Ejercicios propuestos:
[a] Según el texto sobre el Corpus Christi de Pastrana, ¿con qué comenzaba la víspera de la fiesta? Enumera todo lo que se menciona.
[b] En el texto sobre el Corpus Christi de Pastrana, ¿quiénes asumían la organización de los actos y sufragaban buena parte de los gastos?
[c] Continúa el texto sobre el Corpus Christi de Pastrana a partir de su última oración.

Texto de lectura:
A lo largo del recorrido, la procesión realizó estación en los altares instalados para la ocasión, manteniendo una tradición que forma parte de la historia pastranera desde hace generaciones. El paso del Santísimo volvió a recorrer algunos de los espacios más emblemáticos del conjunto histórico, por el habitual recorrido de las procesiones pastraneras, circunvalando la Plaza de la Hora, sin olvidar nunca la Plaza de los Cuatro Caños, en una jornada marcada por la solemnidad y la participación vecinal.
La celebración reunió a numerosos vecinos y visitantes en torno a una de las festividades más representativas de la Villa Ducal, en la que tradición, patrimonio y sentimiento de comunidad vuelven a darse la mano cada año.
Una de las grandes celebraciones históricas de la Villa Ducal
Pocas festividades resumen mejor la historia de Pastrana que el Corpus Christi. La documentación histórica conservada permite comprobar que ya hace siglos constituía una de las principales celebraciones del calendario local.
Las crónicas describen una fiesta de extraordinaria relevancia para una población del tamaño de Pastrana. Los mayordomos nombrados cada año asumían la organización de los actos y sufragaban buena parte de los gastos, mientras la villa se preparaba para varios días de celebraciones que combinaban solemnidad religiosa y festejos populares.
La víspera comenzaba con repiques generales de campanas, hogueras, música y fuegos artificiales. Al día siguiente, estandartes, hermandades y comunidades religiosas se congregaban en torno a la Colegiata para acompañar una procesión especialmente solemne.
Los célebres tapices de Pastrana y los reposteros de la Casa Ducal llegaron a engalanar las calles al paso del cortejo, mientras el Santísimo era portado sobre el histórico templete de plata conservado en la Colegiata. A lo largo del recorrido se instalaban altares donde la procesión realizaba estación, una costumbre que sigue viva en la actualidad.
Aunque la celebración ha evolucionado con el paso del tiempo, muchos de aquellos elementos continúan formando parte de la esencia del Corpus pastranero, convirtiéndolo en una de las tradiciones más valiosas del patrimonio cultural y religioso de la localidad.

Fragmentos de un conjunto de datos
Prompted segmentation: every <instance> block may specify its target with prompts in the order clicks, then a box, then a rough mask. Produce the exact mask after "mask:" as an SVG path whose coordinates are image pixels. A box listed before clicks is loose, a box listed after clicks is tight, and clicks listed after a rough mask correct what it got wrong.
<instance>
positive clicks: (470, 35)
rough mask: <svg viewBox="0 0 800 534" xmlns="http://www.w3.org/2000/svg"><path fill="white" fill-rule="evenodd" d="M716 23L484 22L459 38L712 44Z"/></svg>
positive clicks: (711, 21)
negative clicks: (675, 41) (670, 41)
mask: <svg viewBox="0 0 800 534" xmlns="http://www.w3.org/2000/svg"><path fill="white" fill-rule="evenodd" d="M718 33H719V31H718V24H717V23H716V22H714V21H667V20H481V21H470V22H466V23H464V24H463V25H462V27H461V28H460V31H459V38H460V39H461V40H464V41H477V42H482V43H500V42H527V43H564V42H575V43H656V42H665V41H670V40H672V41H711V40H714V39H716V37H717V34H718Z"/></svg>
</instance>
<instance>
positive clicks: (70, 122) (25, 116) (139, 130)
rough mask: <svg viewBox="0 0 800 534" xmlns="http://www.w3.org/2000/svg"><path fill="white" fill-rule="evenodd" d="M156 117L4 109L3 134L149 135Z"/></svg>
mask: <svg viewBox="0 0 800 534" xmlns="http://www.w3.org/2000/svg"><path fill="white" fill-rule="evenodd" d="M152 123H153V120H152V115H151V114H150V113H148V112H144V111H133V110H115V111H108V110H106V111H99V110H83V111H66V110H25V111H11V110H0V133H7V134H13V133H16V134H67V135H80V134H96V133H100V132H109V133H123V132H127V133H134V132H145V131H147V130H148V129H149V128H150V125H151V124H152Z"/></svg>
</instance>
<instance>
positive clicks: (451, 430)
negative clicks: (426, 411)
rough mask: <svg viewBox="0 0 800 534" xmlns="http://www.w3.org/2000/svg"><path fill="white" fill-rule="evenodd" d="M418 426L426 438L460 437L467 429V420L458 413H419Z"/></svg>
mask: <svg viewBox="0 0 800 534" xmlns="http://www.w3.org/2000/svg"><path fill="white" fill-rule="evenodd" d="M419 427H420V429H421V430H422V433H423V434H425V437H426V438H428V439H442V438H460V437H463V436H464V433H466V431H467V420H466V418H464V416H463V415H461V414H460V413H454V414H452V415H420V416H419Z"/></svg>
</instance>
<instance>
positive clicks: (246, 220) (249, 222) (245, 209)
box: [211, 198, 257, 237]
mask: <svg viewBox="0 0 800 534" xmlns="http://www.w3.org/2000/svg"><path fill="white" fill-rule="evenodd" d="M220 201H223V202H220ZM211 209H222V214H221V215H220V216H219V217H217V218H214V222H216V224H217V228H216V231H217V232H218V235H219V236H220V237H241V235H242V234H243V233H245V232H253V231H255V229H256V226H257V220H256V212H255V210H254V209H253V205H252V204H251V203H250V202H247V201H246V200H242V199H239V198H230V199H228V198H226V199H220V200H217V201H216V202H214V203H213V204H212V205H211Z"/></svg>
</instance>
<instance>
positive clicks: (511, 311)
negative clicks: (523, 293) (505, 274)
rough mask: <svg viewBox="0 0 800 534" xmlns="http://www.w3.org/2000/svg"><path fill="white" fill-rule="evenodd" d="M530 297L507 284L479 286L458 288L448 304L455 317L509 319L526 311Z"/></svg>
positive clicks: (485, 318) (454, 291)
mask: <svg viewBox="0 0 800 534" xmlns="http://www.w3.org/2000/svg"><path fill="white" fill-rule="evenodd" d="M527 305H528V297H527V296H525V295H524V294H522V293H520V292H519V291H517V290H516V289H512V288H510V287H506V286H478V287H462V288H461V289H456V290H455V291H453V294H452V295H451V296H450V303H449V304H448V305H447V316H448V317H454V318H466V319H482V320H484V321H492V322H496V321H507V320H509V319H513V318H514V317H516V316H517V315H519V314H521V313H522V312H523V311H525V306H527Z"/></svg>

Soluciones:
[a] Repiques generales de campanas, hogueras, música y fuegos artificiales.

[b] Los mayordomos nombrados cada año.

[c]
Dos fines de semana de actividades como antesala del Corpus
La celebración del Corpus Christi ha estado precedida por dos intensos fines de semana de actividades que han llenado de ambiente las calles de Pastrana y han ofrecido propuestas para todos los públicos.
La programación incluyó el tradicional encierro infantil de carretones, una multitudinaria masterclass de zumba en el Palacio Ducal, la música de la Disco Móvil Bomel, los pasodobles y la charanga vermú de El Puntillo de Mondéjar, así como la actuación de la Orquesta Centauro en la Plaza de la Hora y un parque acuático infantil que puso el broche a las actividades dirigidas a los más pequeños.
Entre los momentos más destacados figuró también el concierto Música de Película a la Luz de las Velas, ofrecido por la Camerata Clásica de Ponferrada en el Atrio de la Colegiata, una propuesta que congregó a numeroso público en uno de los escenarios patrimoniales más emblemáticos de la localidad.
La programación incluyó igualmente propuestas culturales como la representación teatral ofrecida por la compañía Embotelladora de Sueños, celebrada en la tarde del sábado, y la presentación del nuevo libro de Juan Gabriel Ranera, una cita que permitió acercar a vecinos y visitantes una nueva contribución al conocimiento y divulgación de la historia local.
La elevada participación registrada en el conjunto de las actividades ha vuelto a poner de manifiesto el arraigo que mantienen las celebraciones del Corpus Christi en Pastrana y su capacidad para combinar patrimonio, cultura, tradición, música y convivencia en torno a una de las festividades más representativas de la Villa Ducal.